[Start of section]
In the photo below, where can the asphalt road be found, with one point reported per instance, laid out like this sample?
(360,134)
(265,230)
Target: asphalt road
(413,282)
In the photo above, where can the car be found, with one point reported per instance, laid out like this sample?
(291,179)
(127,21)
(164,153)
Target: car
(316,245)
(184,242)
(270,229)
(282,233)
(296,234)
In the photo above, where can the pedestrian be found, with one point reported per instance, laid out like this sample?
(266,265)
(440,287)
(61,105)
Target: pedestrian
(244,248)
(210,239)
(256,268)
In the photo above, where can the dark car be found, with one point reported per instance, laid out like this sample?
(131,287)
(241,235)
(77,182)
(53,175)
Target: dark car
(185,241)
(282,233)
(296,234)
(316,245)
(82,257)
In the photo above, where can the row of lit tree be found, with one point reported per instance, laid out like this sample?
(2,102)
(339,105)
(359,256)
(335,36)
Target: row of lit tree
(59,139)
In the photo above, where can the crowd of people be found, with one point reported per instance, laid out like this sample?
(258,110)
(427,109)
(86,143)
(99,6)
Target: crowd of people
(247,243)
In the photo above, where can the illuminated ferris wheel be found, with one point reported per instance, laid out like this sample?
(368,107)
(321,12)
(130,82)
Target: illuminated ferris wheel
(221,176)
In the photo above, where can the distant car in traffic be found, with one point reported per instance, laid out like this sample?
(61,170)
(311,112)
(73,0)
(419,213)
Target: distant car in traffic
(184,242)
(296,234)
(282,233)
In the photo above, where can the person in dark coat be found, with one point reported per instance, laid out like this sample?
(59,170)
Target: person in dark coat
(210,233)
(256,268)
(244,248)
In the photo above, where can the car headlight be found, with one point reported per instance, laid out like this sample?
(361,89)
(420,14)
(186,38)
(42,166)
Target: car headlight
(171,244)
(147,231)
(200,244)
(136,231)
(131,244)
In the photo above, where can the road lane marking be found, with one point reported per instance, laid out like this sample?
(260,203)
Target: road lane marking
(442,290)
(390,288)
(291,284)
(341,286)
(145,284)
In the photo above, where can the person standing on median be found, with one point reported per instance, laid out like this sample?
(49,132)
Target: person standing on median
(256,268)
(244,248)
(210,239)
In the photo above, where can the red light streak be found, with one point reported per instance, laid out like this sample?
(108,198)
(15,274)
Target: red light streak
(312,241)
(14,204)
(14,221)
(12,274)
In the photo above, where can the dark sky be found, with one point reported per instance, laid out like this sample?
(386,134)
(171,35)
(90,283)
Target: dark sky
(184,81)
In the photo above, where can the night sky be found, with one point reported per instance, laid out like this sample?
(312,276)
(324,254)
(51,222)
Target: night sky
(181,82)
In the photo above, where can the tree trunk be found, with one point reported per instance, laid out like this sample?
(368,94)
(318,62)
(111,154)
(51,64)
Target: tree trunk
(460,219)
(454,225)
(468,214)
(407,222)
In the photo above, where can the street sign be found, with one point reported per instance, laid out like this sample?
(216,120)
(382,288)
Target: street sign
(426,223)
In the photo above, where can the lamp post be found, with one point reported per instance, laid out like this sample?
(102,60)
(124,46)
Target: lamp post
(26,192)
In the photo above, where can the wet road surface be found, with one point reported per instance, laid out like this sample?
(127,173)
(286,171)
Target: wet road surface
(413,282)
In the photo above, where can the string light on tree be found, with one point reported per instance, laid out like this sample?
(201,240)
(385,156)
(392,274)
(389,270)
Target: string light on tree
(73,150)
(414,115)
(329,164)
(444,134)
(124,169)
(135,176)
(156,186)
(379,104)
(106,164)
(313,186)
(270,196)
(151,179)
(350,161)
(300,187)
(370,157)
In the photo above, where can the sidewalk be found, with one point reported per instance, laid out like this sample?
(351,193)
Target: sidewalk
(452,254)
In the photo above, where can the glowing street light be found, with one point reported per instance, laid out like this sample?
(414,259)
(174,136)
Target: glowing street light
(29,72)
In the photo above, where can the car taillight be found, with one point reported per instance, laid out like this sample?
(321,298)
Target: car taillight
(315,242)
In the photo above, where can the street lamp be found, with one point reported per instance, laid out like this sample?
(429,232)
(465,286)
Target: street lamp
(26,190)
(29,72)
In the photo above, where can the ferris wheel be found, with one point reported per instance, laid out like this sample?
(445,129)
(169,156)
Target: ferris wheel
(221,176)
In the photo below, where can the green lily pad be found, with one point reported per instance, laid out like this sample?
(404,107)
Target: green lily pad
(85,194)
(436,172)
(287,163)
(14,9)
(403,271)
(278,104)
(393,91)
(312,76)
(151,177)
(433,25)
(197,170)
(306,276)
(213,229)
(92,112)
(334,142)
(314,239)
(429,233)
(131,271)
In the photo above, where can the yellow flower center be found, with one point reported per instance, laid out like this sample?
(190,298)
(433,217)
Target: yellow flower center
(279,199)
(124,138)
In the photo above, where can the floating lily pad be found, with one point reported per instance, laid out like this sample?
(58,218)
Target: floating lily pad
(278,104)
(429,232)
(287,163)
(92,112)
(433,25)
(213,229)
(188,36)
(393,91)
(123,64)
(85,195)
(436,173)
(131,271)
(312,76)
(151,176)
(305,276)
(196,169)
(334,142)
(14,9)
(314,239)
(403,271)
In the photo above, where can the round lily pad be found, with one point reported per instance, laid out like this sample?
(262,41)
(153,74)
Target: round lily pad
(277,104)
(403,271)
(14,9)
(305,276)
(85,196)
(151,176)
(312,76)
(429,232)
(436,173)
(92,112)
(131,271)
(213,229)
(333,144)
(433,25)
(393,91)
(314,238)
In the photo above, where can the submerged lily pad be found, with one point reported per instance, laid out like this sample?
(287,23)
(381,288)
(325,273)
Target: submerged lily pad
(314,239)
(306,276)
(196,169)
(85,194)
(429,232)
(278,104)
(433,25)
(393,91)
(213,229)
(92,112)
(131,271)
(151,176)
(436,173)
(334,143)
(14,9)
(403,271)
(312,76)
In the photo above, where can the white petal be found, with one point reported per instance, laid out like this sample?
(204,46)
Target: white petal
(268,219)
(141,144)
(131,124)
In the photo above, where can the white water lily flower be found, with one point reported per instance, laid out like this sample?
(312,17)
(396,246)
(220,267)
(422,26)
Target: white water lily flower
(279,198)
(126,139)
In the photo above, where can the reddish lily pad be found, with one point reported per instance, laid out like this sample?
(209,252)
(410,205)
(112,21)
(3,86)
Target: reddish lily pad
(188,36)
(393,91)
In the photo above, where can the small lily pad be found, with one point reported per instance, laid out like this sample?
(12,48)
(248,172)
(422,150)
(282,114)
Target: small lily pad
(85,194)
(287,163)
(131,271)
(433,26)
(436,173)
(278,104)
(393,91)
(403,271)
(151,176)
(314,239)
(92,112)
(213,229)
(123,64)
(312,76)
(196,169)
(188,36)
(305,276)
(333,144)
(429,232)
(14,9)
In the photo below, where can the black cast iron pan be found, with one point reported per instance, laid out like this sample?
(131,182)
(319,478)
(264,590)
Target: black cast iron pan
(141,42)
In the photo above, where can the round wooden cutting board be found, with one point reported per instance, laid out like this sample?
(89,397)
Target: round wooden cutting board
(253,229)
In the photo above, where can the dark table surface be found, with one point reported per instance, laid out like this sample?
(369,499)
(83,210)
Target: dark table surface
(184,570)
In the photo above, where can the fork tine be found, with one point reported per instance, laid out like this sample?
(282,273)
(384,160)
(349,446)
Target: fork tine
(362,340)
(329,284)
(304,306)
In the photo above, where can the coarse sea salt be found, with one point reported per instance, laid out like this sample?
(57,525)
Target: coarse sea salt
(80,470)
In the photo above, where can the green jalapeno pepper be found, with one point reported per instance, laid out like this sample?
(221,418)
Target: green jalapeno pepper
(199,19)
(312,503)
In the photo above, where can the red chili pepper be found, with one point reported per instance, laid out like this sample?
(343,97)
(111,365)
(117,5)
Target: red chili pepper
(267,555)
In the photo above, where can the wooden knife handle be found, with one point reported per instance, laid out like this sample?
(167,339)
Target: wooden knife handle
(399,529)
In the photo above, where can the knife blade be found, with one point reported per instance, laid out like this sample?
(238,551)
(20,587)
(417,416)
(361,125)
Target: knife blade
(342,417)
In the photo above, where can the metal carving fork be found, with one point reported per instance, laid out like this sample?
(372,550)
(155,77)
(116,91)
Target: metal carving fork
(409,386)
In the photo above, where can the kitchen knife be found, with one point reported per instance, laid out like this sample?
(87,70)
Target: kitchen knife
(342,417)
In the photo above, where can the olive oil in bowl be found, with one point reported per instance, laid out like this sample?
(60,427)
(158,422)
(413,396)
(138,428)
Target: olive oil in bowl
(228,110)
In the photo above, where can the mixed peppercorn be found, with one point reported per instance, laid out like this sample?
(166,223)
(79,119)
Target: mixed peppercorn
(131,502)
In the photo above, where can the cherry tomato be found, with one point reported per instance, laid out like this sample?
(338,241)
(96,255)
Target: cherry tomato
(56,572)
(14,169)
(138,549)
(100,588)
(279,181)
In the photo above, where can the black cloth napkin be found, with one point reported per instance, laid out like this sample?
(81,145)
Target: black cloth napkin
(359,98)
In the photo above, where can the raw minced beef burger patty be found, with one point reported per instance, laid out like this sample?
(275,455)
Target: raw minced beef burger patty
[End of section]
▶ [Your assignment]:
Whenever the word "patty" appears in a line of the listing, copy out that line.

▶ [Exercise solution]:
In the photo above, where can the raw minced beef burger patty be found, with one point reported per instance, laid out like this sample?
Target: raw minced beef burger patty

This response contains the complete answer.